→ Objective: All entries are to be given again verbatim.

*** Records for this task

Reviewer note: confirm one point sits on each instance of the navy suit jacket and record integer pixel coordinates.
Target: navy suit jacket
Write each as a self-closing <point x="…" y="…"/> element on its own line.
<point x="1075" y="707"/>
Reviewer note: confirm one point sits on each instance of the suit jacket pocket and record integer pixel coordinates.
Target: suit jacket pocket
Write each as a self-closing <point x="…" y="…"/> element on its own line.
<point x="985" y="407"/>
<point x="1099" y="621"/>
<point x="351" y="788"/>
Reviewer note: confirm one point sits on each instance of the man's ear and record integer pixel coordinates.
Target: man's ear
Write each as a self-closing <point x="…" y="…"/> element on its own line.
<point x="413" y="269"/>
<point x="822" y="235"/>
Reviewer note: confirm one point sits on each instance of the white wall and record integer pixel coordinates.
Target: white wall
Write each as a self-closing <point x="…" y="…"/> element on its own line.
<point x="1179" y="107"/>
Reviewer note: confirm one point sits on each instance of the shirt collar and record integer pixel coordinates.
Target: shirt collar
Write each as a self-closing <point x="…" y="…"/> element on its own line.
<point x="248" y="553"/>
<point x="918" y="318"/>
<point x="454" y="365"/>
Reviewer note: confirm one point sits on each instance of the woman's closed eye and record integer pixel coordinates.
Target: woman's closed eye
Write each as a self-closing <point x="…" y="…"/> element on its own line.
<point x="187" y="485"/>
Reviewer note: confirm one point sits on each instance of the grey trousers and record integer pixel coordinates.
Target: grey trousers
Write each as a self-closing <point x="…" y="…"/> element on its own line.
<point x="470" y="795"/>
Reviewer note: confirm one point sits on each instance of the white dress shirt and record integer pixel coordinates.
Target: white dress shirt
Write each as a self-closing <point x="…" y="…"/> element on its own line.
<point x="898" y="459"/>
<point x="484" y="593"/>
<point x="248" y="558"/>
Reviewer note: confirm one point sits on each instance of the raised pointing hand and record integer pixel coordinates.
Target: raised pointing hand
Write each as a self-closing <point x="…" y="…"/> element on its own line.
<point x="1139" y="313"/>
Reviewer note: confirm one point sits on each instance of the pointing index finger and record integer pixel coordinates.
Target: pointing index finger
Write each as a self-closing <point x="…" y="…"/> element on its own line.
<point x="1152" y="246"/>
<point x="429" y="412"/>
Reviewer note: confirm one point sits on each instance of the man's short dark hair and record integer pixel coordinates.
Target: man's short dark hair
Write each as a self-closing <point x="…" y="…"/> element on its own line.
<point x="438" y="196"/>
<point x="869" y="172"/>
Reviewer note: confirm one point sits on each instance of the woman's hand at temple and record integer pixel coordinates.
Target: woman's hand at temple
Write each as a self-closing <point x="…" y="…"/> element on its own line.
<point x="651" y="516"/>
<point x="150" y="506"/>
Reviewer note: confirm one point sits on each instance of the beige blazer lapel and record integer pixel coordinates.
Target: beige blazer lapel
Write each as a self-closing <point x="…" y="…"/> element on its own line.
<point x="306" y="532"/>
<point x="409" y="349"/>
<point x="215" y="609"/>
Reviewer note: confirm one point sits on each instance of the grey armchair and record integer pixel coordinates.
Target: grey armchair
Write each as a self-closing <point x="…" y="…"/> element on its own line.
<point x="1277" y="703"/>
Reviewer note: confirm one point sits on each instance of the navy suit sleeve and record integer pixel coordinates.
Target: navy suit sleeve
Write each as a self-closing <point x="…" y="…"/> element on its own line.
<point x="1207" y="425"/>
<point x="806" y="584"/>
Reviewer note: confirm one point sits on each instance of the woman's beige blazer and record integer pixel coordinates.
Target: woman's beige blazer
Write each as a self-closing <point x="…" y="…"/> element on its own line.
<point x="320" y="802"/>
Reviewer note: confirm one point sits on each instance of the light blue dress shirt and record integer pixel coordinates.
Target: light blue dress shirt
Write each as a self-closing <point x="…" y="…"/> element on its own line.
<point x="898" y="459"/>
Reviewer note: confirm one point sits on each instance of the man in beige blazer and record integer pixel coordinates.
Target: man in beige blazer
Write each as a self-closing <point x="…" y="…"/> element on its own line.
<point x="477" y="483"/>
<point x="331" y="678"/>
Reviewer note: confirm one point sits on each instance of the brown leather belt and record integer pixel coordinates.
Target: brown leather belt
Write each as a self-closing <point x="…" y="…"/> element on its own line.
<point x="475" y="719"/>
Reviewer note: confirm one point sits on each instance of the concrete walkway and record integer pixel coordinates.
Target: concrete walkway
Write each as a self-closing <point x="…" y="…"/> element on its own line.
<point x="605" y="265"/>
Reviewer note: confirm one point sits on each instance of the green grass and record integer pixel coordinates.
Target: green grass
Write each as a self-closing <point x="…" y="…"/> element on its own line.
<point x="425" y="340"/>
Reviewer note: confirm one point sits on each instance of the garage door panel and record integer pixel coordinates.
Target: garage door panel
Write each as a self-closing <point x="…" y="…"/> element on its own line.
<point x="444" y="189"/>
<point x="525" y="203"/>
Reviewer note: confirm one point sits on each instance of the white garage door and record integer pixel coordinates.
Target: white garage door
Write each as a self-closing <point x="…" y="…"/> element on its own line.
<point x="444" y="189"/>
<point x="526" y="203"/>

******

→ Expected answer:
Reviewer note: confirm one point sits on each instance of the navy suit jacket and record integer pixel coordinates.
Target: navy suit jacket
Write each as a self-closing <point x="…" y="…"/> element on its own line.
<point x="1075" y="707"/>
Reviewer note: confirm one point sits on each instance of the suit jacket pocket and record integer pixel coordinates.
Target: suit jacket pocket
Write each as a self-closing <point x="…" y="…"/> element on its own line.
<point x="985" y="407"/>
<point x="1099" y="621"/>
<point x="351" y="788"/>
Reviewer note: confirm one point sits on each instance of the man's ear and record integer pixel coordinates.
Target: man's ear
Write each as a self-closing <point x="…" y="…"/> element on its own line.
<point x="413" y="269"/>
<point x="822" y="235"/>
Reviewer note: confirm one point sits on each instance of the white wall and record integer pixel coordinates.
Target: white wall
Write each as a self-closing <point x="…" y="…"/> element on its own line.
<point x="1179" y="107"/>
Reviewer note: confirm one point sits on each instance of the shirt collar and record integer pixel coordinates.
Target: shirt collar
Write each as a self-closing <point x="…" y="…"/> element on its own line.
<point x="248" y="553"/>
<point x="918" y="318"/>
<point x="454" y="365"/>
Reviewer note: confirm one point sits on each instance of the woman's closed eye and record integer pixel coordinates.
Target: woman's closed eye
Write each as a self-closing <point x="…" y="…"/> element on its own line.
<point x="187" y="485"/>
Reviewer note: confirm one point sits on each instance of the grey trousers and record integer pixel coordinates.
Target: grey trousers
Write each as a self-closing <point x="…" y="…"/> element on its own line.
<point x="470" y="795"/>
Reviewer note: confirm one point sits on each instance of the white dress shirt and record integer pixel coordinates.
Target: white dress shirt
Write each as a self-closing <point x="…" y="…"/> element on its own line.
<point x="898" y="459"/>
<point x="484" y="593"/>
<point x="248" y="558"/>
Reviewer note: confirm one point sits on each instance of the raised pointing hand and record integer pixel coordinates.
Target: raised pointing hand
Write each as a self-closing <point x="…" y="…"/> element on its own line.
<point x="1139" y="313"/>
Reviewer note: confirm one point sits on each instance of the pointing index finger and record integer pixel coordinates.
Target: pointing index finger
Write each as a self-closing <point x="…" y="…"/> element on its own line.
<point x="1152" y="246"/>
<point x="429" y="412"/>
Reviewer note: confirm one point sits on each instance of the man's short dark hair and record integer pixel coordinates.
Target: man's short dark hair
Write each as a self-closing <point x="…" y="…"/> element on its own line.
<point x="438" y="196"/>
<point x="869" y="172"/>
Reviewer note: confirm one point sits on each instance of the woman's hand at temple and record integer pixel coordinates.
Target: woman's hand at temple
Write each as a self-closing <point x="…" y="…"/> element on its own line.
<point x="651" y="516"/>
<point x="150" y="506"/>
Reviewer note: confirm one point sits on each instance of the beige blazer lapel and record integer pixel coordinates.
Target: beige blazer lapel
Write each as a self-closing <point x="…" y="…"/> element on its own line.
<point x="306" y="532"/>
<point x="409" y="349"/>
<point x="215" y="609"/>
Reviewer note: confirm one point sits on each instance of the grey armchair and record integer pixel coordinates.
Target: grey armchair
Write each as a self-closing <point x="…" y="…"/> element on its own line.
<point x="1277" y="703"/>
Reviewer note: confirm one point sits on each instance of the navy suit sleeve and record integer pixel coordinates.
Target: navy suit sleeve
Write each as a self-closing <point x="…" y="…"/> element on its own line.
<point x="1207" y="425"/>
<point x="806" y="584"/>
Reviewer note: confirm one point sits on each instance of the woman's beige blazer and record integer pixel coordinates.
Target: woman's beige blazer
Write each as a self-closing <point x="…" y="…"/> element on its own line.
<point x="320" y="802"/>
Reviewer note: confirm one point sits on each instance of the light blue dress shirt and record integer pixel coordinates.
Target: light blue dress shirt
Write each as a self-closing <point x="…" y="…"/> element on its own line.
<point x="898" y="459"/>
Reviewer note: confirm one point sits on each instance of the man in beige blazer and record integer pixel coordinates.
Target: man in beige blazer
Write each as a self-closing <point x="…" y="…"/> element on its own line.
<point x="477" y="483"/>
<point x="331" y="678"/>
Reviewer note: confirm one point sits on each instance of the brown leather belt and record integer pixel coordinates.
Target: brown leather belt
Write each as a self-closing <point x="…" y="…"/> element on its own line.
<point x="475" y="719"/>
Reviewer note: confirm one point sits on each instance of the concrete walkway and record integer pixel coordinates.
Target: concrete walkway
Write each as a self-closing <point x="…" y="…"/> element on its own line.
<point x="605" y="265"/>
Reviewer note: confirm one point sits on each instance of the green grass and record integer pixel coordinates.
Target: green grass
Write each as a self-closing <point x="…" y="…"/> element on its own line.
<point x="425" y="340"/>
Reviewer note: confirm one point sits on each instance of the garage door panel and record integer pixel coordinates.
Target: garage door panel
Write each as a self-closing <point x="…" y="…"/> element on its own line.
<point x="444" y="189"/>
<point x="525" y="203"/>
Reviewer note: confirm one point sits on each instance of the white garage door and record integer pixel coordinates.
Target: white garage door
Write each as a self-closing <point x="…" y="…"/> element on its own line.
<point x="444" y="189"/>
<point x="526" y="203"/>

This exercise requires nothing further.